**Quoted text**
* begin *

Greek Catholic church in Barysh, Ukraine

Church of the Ascension (Церква Вознесіння Господнього) is a Greek Catholic parish church (UGCC) in Barysh of the Buchach urban hromada of the Chortkiv Raion of the Ternopil Oblast, and an architectural monument of local importance.

==History==
Until 1946, the parish and the church belonged to the UGCC. In 1946–1989 they belonged to the Russian Orthodox Church.

In 1990, the village community was divided into the faithful of the UAOC and the UGCC. The church remained with the vast majority of the UAOC parishioners. The church, where Greek Catholics now worship, used to be a Roman Catholic church built in 1800–1882 (founders – Kajetan Potocki and Marcin Szawlowski; rebuilt in 1900–1906).

In 1991, the Greek Catholics restored the Church of the Holy Trinity and have been holding services there ever since.

The parish has the Mothers in Prayer community, the Pope's Worldwide Prayer Network, and the Marian and Altar Guards.

==Priests==
- at. Petrash,
- at. Pavlo Vasylyk,
- at. Petro Lehkyi,
- at. Petro Prybula,
- at. Ihor Dovhaniuk (since 2008, administrator).

* end *

**Work instructions**
According to the church text, which church did the parish and the church belong to from 1946 to 1989?

**Raw records**
* begin *

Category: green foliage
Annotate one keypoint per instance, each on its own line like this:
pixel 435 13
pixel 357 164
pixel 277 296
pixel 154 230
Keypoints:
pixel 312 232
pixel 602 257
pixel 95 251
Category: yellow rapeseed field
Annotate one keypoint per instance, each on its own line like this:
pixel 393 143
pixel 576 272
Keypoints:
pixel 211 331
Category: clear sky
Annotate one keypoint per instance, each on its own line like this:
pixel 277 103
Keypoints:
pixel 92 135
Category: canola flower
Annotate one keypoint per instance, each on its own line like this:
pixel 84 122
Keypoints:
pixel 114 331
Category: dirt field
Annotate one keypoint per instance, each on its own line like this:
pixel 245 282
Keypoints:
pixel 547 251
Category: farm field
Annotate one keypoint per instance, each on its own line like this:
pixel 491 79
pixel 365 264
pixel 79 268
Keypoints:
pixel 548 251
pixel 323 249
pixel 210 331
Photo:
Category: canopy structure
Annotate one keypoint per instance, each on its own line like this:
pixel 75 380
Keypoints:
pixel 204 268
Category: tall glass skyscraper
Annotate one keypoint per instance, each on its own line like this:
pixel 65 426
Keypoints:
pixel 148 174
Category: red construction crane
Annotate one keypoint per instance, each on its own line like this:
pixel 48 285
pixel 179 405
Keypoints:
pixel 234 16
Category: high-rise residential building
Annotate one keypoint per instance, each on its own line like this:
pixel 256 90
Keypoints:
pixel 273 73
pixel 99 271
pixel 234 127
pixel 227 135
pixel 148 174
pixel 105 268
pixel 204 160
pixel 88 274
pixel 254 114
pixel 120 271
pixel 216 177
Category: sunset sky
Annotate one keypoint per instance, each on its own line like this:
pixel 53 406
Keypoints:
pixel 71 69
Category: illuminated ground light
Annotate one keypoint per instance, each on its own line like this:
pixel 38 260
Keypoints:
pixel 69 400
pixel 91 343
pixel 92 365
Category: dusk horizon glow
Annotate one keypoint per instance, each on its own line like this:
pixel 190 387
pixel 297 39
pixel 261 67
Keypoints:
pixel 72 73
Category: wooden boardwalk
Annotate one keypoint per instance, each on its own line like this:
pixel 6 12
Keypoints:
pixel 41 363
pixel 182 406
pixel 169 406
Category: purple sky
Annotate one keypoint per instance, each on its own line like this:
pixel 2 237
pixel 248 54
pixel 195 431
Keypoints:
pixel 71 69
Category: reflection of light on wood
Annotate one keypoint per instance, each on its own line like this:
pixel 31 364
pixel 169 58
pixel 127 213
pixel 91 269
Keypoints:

* end *

**Exercise response**
The Russian Orthodox Church.